Escuchábamos la otra noche a Fidel
Castro por televisión. Había allí amigos
de distintos matices: revolucionarios,
conservadores, intermedios... Los había
entusiastas sin flaqueza y aprensivos
sin tregua. Se interrogaba al líder de
la Revolución sobre todo lo divino y lo
humano. La implacable curiosidad
periodística, en rigor no hacía falta.
Fidel todo lo dice. Cada pregunta le
da pie no para una, sino para diez
respuestas. Nada se calla; nada
disimula; de nada se abstiene. Lo quiere
explicar todo, y de todo está enterado.
La cosa empezó a esa hora de la noche en
que aún hierven los ruidos ciudadanos.
Pasaban los faros de los automóviles a
cada momento, rasgando la sombra del
portal en que le escuchábamos como
sumidos en un rito. Fueron
transcurriendo también las horas. Cuando
Fidel terminó, soplaba ya el friecillo
de la madrugada, y el silencio arropaba
a la ciudad.
—¿Qué te ha parecido? —pregunté al más
conservador de mis amigos allí reunidos,
un abogado de grandes empresas, de
factura mental muy sólida, de fina
puntería dialéctica y de espíritu cubano
sobrio, sin aspavientos.
Se quedó un momento en silencio. Luego
respondió laboriosamente, como quien
refleja un conflicto interior.
—Este muchacho me tiene desconcertado.
Hay momentos, muchos momentos, como esta
noche, en que le escucho con algo más
que simpatía: con una profunda emoción.
Se le ve tan sincero, tan férvido, tan
entregado a su causa, tan
manifiestamente animado de un anhelo de
justicia, de dignidad y de bienestar
para todos, que parece realmente un
milagro humano... Sí, un milagro...
cubano. Algo como Martí. Pero...
—¿Pero?

Líneas de datos:
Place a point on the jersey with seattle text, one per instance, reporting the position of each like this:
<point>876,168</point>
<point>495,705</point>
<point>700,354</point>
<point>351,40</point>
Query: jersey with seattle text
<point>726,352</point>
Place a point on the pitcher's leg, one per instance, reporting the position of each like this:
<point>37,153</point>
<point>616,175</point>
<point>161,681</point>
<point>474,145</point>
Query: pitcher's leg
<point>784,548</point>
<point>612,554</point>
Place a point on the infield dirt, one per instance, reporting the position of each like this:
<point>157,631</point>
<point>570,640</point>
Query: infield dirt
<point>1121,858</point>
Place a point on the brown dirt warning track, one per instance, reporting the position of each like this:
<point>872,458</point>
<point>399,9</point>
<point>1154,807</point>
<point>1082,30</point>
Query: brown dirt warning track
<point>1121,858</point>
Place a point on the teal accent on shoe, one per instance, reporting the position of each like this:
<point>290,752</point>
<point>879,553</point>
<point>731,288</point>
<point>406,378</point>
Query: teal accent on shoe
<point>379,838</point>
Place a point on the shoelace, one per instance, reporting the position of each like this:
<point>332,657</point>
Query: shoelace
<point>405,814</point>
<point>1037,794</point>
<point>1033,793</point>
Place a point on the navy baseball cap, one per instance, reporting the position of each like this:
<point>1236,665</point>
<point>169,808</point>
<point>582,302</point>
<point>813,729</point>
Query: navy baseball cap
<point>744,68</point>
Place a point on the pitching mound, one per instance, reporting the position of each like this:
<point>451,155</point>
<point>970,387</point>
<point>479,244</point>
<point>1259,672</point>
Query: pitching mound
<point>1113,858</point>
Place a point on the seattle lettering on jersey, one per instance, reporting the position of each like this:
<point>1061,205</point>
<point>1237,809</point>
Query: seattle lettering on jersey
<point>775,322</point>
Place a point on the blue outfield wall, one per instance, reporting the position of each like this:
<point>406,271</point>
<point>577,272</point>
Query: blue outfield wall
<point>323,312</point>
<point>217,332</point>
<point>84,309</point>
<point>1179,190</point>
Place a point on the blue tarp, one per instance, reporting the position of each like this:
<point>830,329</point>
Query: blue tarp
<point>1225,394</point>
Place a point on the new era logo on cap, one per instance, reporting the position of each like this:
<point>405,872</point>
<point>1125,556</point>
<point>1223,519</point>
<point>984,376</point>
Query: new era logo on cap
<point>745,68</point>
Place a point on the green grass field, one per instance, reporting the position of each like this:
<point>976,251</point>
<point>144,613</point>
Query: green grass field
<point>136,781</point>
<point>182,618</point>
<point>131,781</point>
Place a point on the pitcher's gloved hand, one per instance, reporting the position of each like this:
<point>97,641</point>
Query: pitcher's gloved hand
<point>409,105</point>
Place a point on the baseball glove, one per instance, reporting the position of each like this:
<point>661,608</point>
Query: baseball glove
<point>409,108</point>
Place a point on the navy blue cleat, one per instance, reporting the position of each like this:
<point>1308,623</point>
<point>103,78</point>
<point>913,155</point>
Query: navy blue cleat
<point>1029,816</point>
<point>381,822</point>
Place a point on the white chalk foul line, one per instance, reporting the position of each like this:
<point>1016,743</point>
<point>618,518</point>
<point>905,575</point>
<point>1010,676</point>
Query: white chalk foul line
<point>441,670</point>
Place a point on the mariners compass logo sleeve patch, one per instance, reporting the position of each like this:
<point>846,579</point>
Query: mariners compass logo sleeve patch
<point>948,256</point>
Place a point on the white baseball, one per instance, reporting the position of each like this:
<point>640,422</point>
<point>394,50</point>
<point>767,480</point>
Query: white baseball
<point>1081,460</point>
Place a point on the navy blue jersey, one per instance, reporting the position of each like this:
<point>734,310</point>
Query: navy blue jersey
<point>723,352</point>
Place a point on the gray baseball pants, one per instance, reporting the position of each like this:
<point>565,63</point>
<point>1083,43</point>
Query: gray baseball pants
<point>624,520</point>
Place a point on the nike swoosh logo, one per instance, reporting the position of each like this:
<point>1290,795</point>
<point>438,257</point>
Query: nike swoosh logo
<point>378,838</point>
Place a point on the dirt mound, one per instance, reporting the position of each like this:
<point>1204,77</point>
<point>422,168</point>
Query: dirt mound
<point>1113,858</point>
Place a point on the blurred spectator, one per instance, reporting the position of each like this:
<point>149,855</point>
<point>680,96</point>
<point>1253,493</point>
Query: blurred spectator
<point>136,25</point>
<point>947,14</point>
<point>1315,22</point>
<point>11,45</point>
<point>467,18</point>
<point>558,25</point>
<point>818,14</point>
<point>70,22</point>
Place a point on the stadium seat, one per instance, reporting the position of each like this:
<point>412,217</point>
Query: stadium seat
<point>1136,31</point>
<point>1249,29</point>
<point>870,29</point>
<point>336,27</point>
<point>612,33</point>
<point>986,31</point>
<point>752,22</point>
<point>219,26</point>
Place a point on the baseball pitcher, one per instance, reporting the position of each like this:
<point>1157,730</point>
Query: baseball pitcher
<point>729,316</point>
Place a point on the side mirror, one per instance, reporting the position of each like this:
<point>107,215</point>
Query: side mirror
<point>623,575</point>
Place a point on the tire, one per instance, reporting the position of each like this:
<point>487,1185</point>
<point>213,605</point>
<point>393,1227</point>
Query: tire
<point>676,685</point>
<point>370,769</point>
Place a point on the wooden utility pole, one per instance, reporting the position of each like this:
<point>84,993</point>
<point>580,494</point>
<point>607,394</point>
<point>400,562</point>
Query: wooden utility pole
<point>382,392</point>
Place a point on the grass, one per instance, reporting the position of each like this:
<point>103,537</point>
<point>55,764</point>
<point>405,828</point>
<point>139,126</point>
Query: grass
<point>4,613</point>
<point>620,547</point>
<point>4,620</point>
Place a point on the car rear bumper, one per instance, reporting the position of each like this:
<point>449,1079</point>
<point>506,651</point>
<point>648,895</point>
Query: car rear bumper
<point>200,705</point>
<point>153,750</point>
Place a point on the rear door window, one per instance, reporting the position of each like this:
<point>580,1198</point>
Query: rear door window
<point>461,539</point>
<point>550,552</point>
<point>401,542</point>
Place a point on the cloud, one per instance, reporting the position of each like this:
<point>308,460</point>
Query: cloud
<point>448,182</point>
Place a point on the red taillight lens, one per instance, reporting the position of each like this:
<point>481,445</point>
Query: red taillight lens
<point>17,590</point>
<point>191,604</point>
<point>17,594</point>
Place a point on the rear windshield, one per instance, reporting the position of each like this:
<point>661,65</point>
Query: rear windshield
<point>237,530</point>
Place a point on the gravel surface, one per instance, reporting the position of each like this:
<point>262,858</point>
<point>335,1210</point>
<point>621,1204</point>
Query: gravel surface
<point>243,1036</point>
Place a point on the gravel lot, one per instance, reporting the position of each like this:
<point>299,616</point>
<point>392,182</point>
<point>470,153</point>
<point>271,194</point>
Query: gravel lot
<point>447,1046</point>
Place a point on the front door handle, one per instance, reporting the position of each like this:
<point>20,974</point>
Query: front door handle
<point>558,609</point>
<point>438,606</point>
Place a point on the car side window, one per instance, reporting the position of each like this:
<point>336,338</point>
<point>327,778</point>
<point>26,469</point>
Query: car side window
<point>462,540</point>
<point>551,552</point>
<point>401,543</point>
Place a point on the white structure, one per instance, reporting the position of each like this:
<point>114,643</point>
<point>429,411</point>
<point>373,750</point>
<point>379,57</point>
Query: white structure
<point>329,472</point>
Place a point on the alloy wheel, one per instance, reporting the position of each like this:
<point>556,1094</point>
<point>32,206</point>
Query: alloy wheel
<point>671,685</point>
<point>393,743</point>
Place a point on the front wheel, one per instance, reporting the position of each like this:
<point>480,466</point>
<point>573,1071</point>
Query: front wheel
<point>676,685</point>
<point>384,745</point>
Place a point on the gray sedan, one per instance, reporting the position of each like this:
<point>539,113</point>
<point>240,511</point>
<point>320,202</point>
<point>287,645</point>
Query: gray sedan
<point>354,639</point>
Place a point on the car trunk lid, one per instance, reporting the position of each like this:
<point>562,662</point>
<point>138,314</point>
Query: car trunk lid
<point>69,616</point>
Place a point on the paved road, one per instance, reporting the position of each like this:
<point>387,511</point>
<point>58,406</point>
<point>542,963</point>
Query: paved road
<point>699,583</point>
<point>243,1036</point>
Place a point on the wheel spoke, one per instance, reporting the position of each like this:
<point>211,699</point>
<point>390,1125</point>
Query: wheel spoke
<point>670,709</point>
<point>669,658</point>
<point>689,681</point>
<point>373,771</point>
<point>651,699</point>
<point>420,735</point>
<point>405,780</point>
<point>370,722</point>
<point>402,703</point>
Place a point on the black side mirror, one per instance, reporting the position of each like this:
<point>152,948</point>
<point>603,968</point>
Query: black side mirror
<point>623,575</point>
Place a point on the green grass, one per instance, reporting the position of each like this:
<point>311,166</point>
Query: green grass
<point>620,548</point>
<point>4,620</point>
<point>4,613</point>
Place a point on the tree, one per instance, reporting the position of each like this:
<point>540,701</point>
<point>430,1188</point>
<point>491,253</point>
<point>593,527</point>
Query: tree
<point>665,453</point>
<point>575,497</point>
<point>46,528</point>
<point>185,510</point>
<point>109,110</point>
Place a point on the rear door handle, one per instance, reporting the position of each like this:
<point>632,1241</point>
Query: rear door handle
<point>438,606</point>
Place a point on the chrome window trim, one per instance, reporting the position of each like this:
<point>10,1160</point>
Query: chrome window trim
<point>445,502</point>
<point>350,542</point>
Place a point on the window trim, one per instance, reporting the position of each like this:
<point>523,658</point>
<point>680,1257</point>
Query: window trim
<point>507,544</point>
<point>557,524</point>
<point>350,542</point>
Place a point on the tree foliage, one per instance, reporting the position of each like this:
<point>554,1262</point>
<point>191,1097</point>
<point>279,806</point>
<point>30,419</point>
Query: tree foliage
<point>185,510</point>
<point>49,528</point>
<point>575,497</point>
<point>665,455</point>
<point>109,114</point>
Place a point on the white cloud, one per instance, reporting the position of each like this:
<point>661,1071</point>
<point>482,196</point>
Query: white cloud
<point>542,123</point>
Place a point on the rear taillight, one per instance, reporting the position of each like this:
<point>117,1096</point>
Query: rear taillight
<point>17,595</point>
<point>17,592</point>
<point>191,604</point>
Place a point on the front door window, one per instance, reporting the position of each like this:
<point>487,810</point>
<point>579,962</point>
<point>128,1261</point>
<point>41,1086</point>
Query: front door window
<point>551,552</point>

Consigna 1:
Responde a estas preguntas sobre el texto de Fidel Castro:
(a) ¿Por qué medio escuchaban a Fidel Castro?
(b) ¿A qué se dedicaba el más conservador de los amigos?
(c) ¿Con quién compara ese amigo a Fidel?
Consigna 2: Prolonga el texto sobre Fidel Castro a partir de su última frase.

Respuesta 1:
(a) Por televisión.
(b) Era abogado de grandes empresas.
(c) Con Martí.

Respuesta 2:
—Luego me sacudo de ese trance casi
hipnótico en que sus palabras lo ponen a
uno. Pondero ciertas manifestaciones,
comparo la realidad con las cosas que
dice; exploro, sobre todo, el sentido
que tienen (o que no tienen) ciertos
argumentos, particularmente de orden
económico... Y te confieso que entonces
me alarmo, disiento, me pregunto si no
estará construyendo peligrosamente una
utopía sobre premisas hijas de su deseo
más que de la realidad... Y esto me
tiene sometido a un conflicto interior.
Yo no dudo que mi amigo era sincero;
desinteresadamente sincero, sin
cálculos. Creo que a muchos otros
cubanos, aun sin ser conservadores, aun
de los que no representan intereses,
como él, les ocurre algo parecido.
Por de pronto, es cierto eso de que
Fidel "seduce". Yo diría que tiene eso
que los españoles llaman "ángel". Un
ángel dialéctico y hasta de espada
flamígera, como los del paraíso. Pero
ángel. A veces se le percibe como en un
revuelo de alas. Otras, en la
fulguración, en el blandir del anatema.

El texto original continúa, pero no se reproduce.